===== READING TEXT =====
Taika Waititi Says Our Flag Means Death Sidestepped A Very American TV Trope
"Our Flag Means Death" is a series worth celebrating. The popular and beloved Max Original is a bit of a genre-blender, mixing high-seas action and adventure with sweet comedy, sincere moments of drama, and tender romance. It's that last aspect of the series that helped it take the world by storm in 2022, as the show surprised audiences by revealing itself to be a gentle queer love story between two male pirates who are, on the surface, complete opposites.
Much has been said about the way "Our Flag Means Death" presents queerness; the show is part of a small handful of series — "What We Do In The Shadows" and "The Great" being two others — that don't present heterosexuality as a default. Instead, the pirate ship-set comedy imagines a world (partly based on historical fact) in which people can have romantic or sexual relationships with one another regardless of gender, all without facing down homophobia from most of those around them. It's at once a great accomplishment and something other shows could easily do, and it's one of the things the cast and crew of the show love about it, too.
The series lets queerness exist without judgement
In a recent virtual panel discussion for Outfronts, series star and pilot episode director Taika Waititi explained that the lack of period-specific homophobia is refreshing. "If it was any other film it would be like, 'We can't kiss because it's 1952! It's frowned upon, and we can't hold hands!'" he said. "It'd be just all about that, and this is not about that at all." The show actually features multiple queer couples, from amateur pirate Stede (Rhys Darby) and scourge of the seven seas Blackbeard (Waititi), to non-binary fighter Jim (Vico Ortiz) and sweetie pie Olu (Samson Kayo), to the quippy, open pairing of Lucius (Nathan Foad) and Black Pete (Matthew Maher).
While some characters in "Our Flag Means Death" ooze toxic masculinity, they're framed largely as villains, in the long — but annoyingly infrequent — tradition of coding only the bad guys as homophobes that dates all the way back to "M*A*S*H." "I love that no character is like, 'Oh, are those two holding hands? What's up with that?!'" Waititi says. "They're like, 'Oh, I knew they'd get together,' all the peripheral characters." As co-star Con O'Neill, who plays perpetually angry first mate Izzy Hands in the series, puts it, gay love stories have "never been just about the process of falling in love, it's always been about the barriers. F*** that, we're beyond that!"
===== EXTRACTED DATA =====
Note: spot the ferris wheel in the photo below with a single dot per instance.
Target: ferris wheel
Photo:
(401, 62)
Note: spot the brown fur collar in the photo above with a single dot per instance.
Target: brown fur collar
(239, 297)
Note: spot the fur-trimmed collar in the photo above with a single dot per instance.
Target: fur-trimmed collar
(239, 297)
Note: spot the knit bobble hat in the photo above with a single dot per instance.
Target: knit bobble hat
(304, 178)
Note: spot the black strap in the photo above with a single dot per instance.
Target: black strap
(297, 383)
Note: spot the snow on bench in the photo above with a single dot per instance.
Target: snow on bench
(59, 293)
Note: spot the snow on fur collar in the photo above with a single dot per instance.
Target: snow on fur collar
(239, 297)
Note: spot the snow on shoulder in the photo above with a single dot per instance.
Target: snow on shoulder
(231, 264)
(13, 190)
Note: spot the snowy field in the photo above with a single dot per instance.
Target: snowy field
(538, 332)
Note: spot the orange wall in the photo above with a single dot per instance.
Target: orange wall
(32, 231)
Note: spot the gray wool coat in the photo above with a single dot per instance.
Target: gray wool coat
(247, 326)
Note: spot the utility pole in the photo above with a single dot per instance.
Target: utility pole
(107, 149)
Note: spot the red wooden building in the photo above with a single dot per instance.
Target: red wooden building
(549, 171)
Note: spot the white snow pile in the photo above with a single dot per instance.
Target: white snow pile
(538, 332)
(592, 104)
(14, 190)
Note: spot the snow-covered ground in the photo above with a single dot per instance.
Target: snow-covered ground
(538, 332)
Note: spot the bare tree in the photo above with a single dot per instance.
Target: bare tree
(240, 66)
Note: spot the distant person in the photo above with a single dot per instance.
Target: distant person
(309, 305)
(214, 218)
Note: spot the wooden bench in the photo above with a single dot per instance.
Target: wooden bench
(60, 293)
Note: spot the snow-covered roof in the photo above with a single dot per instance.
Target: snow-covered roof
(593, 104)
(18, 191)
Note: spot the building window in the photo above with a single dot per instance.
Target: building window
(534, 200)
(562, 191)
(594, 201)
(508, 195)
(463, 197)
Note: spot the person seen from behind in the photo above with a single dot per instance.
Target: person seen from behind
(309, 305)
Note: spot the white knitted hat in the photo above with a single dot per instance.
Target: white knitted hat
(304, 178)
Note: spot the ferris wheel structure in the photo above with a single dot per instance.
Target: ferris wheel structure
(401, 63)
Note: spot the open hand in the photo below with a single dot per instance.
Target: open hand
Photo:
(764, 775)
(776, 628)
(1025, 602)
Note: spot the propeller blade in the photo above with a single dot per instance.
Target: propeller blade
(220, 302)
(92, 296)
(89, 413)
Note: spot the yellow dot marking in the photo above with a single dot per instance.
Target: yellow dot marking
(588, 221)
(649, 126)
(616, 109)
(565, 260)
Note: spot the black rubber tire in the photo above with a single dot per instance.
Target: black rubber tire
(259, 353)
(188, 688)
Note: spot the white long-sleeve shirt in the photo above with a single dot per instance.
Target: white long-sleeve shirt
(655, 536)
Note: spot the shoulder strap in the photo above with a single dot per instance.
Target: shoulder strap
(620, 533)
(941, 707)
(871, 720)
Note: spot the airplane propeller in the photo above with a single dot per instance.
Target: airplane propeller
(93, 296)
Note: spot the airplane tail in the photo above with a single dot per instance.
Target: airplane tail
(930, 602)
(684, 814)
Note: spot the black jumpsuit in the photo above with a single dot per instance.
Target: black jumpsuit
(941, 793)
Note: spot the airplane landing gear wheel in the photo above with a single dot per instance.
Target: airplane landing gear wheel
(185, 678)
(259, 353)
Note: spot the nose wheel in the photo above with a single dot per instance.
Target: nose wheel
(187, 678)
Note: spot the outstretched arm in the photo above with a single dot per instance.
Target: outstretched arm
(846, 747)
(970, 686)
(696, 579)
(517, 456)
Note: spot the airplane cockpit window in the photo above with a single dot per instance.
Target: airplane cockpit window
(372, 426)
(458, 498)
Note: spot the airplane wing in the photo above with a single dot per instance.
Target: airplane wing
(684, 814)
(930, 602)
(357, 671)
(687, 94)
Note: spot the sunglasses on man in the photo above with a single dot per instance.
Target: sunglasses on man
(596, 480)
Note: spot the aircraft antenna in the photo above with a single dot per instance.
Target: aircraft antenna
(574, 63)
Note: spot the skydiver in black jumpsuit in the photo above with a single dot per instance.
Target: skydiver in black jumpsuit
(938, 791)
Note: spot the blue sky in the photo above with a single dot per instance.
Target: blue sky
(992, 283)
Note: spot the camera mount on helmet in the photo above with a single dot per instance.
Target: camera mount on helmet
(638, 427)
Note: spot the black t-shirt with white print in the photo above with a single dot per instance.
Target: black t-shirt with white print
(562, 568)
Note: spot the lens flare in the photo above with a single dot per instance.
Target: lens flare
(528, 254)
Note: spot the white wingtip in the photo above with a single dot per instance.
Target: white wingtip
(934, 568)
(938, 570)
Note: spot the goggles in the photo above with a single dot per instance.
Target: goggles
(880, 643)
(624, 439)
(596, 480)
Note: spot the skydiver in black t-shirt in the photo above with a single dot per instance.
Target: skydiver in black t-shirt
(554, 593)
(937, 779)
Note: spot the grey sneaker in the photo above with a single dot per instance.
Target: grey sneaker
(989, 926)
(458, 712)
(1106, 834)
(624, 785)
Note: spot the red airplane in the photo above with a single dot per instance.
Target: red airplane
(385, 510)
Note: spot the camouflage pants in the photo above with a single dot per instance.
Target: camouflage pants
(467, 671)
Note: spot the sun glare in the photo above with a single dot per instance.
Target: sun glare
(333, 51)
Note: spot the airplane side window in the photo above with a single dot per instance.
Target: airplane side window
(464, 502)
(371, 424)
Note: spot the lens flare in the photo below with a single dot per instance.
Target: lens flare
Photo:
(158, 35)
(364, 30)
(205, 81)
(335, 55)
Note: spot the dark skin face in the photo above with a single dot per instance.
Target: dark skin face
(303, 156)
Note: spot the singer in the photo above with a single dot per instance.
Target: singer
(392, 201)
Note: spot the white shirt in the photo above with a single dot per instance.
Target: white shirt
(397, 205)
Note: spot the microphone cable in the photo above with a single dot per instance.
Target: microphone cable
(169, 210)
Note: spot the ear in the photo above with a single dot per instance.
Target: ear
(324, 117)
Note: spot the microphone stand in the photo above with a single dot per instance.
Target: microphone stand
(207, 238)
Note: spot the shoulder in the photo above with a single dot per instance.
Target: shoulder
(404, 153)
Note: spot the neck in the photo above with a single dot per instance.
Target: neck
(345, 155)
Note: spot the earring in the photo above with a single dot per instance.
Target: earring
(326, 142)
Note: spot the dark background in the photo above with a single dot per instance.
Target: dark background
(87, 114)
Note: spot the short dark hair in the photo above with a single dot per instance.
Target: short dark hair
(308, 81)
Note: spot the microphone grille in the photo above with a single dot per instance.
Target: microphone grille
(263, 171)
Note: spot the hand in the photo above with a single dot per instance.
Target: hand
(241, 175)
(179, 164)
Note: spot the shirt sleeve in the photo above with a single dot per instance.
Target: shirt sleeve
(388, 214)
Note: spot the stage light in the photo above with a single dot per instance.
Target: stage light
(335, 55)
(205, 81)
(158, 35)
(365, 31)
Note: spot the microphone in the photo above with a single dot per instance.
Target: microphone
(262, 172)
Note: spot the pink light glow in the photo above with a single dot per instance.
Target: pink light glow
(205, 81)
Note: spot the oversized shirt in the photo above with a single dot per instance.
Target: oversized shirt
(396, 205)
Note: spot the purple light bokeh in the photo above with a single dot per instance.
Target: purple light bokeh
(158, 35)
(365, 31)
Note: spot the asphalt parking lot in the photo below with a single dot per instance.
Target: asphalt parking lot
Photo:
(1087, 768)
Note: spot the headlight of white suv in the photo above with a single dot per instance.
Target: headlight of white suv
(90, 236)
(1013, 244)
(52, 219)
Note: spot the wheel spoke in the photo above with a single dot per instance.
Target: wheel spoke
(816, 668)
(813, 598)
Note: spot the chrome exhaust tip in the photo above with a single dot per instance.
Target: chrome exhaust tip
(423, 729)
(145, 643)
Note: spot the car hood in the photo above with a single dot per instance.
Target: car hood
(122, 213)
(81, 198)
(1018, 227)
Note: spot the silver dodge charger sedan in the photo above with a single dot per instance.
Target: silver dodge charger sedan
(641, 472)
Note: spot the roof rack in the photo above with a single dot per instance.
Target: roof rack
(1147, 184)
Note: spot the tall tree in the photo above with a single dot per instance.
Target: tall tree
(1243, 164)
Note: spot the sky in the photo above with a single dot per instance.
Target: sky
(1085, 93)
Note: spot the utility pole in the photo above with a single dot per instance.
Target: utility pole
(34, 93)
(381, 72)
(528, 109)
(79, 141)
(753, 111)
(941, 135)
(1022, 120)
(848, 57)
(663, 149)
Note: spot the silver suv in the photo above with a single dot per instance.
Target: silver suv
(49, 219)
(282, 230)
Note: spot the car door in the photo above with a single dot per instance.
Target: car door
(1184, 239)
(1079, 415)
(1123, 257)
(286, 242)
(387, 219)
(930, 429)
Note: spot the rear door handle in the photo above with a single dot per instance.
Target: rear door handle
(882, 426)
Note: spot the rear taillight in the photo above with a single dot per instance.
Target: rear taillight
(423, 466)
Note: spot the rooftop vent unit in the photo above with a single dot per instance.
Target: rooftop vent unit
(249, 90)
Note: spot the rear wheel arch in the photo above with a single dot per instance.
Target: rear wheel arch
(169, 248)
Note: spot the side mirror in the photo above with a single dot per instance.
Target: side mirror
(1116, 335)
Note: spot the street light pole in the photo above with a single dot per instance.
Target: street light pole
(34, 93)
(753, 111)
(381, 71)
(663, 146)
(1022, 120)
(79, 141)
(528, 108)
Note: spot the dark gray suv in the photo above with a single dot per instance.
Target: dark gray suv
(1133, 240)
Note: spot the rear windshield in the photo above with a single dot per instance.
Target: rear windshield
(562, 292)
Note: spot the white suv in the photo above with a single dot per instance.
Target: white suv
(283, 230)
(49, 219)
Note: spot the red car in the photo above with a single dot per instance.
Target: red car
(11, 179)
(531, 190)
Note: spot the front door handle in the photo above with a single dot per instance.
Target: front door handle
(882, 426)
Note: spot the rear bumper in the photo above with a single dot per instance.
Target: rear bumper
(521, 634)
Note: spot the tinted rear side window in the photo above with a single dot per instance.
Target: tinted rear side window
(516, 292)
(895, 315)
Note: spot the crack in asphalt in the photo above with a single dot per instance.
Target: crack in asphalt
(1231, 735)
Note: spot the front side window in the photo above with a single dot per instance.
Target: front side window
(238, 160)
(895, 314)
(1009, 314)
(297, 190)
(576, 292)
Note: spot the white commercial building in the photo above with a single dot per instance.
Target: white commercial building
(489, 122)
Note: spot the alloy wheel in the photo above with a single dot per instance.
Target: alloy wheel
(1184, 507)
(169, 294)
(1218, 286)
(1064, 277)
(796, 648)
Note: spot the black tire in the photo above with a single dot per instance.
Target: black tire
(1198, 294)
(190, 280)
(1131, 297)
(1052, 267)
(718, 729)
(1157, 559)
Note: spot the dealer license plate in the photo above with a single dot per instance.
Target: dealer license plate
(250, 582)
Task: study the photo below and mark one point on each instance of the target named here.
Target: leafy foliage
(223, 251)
=====
◆ **TO DO**:
1 > Which queer couples on the show does the article about "Our Flag Means Death" name?
2 > Can you pick up the article about "Our Flag Means Death" after its last sentence and keep writing it?

◆ **RESPONSES FOR EACH TASK**:
1 > Stede and Blackbeard; Jim and Olu; Lucius and Black Pete.

2 >
Waititi thinks American shows tend to over-explain their ethos
In the same interview, Waititi also spoke about how nice it is to see a show that's able to be inclusive without constantly gesturing back to its own inclusivity. "I think one of the best things about the show is that nobody has a speech about inclusivity and representation in the show," Waititi says. Though he doesn't cite any specific titles, he says this seems to be a very American phenomenon. "They're always going, 'You know what, it's okay to be different!' It's such an American [thing]." If you've ever seen a Netflix Original geared toward teens, or anything Ryan Murphy has ever made, you'll know just what Waititi is talking about.
He went on: "Every American show it's like, they have that monologue to explain to audiences what they're watching, and I love that this show doesn't do that." Fans love it too, as "Our Flag Means Death" has already inspired countless works of fanart, cosplay, original writing, and more. The series has had an impressively massive fan response, and it's in part because of all the reasons Waititi cites here.
Eager fans waiting for currently-separated Stede and Ed to reunite will have to wait a while longer, though, as "Our Flag Means Death" does not yet have a season 2 release date.